### The problem
Copy out each line below that has the word "foliage" in it.

Data provided below:

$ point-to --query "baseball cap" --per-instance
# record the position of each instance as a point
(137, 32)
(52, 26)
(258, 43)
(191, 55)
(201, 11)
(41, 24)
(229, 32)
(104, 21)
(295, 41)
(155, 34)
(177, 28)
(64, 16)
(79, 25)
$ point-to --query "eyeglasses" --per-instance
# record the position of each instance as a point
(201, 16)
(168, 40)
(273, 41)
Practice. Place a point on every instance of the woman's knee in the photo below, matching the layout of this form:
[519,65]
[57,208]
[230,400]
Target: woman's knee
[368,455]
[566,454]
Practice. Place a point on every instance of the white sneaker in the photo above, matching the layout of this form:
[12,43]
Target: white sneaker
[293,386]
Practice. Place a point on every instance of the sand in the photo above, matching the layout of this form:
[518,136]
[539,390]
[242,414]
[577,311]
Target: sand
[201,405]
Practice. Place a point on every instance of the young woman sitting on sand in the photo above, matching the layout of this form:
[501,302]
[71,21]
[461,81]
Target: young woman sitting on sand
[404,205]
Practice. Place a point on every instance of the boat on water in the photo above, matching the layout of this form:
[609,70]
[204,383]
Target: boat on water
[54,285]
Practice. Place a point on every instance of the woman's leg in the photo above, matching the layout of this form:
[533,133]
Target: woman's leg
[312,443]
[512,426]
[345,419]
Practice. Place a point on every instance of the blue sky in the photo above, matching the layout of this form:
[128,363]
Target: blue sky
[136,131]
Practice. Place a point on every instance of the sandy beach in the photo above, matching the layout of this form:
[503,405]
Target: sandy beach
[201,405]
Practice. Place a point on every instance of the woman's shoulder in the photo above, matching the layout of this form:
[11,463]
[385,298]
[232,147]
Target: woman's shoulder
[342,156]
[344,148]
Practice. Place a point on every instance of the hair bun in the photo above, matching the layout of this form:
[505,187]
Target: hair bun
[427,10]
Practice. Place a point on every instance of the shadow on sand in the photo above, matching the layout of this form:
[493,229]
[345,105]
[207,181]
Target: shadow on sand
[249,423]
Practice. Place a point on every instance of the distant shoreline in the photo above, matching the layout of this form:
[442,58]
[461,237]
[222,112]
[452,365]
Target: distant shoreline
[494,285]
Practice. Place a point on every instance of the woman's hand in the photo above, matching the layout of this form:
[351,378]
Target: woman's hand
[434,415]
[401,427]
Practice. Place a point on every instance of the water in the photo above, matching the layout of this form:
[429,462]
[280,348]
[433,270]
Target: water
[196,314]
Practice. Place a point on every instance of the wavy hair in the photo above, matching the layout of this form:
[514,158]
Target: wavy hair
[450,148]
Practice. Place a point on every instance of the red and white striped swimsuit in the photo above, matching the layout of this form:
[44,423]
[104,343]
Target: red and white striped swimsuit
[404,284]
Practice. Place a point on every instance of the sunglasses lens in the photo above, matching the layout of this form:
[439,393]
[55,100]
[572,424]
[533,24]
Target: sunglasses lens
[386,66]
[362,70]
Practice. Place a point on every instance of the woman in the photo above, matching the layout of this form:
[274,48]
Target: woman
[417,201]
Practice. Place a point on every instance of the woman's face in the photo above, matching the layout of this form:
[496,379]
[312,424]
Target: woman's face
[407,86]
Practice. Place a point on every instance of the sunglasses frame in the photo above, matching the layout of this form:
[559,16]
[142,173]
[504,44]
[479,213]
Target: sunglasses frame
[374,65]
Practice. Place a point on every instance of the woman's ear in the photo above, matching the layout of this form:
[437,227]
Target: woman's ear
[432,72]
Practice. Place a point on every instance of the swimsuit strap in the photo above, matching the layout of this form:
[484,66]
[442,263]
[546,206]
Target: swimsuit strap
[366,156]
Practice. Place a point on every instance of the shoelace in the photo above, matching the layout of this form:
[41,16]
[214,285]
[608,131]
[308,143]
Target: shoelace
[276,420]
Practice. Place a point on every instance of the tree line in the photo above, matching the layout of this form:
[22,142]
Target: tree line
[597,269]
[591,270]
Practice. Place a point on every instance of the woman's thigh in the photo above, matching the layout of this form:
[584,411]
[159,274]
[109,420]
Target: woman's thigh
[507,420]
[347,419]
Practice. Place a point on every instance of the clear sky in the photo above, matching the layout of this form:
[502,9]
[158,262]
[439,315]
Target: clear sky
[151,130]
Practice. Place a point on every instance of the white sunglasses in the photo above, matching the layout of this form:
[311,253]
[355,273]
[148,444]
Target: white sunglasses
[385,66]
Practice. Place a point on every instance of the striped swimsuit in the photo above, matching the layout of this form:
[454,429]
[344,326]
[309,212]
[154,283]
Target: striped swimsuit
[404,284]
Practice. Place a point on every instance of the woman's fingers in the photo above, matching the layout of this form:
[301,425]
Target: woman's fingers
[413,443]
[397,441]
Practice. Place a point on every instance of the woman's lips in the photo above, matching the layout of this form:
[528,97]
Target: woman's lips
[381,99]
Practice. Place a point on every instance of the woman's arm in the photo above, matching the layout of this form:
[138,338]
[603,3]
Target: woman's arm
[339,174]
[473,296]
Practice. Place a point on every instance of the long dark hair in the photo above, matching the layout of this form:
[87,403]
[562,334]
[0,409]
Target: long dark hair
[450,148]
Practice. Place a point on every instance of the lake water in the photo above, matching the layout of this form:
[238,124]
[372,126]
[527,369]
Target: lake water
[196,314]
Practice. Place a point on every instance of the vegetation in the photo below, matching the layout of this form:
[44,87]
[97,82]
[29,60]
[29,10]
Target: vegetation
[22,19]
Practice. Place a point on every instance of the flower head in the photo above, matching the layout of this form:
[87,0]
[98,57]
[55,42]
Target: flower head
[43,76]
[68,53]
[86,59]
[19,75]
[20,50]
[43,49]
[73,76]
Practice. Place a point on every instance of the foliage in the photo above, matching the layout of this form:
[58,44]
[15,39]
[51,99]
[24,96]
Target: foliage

End of Data provided.

### Output
Practice. Place a point on every instance of the foliage in the photo above, matching the layout of this form:
Target: foliage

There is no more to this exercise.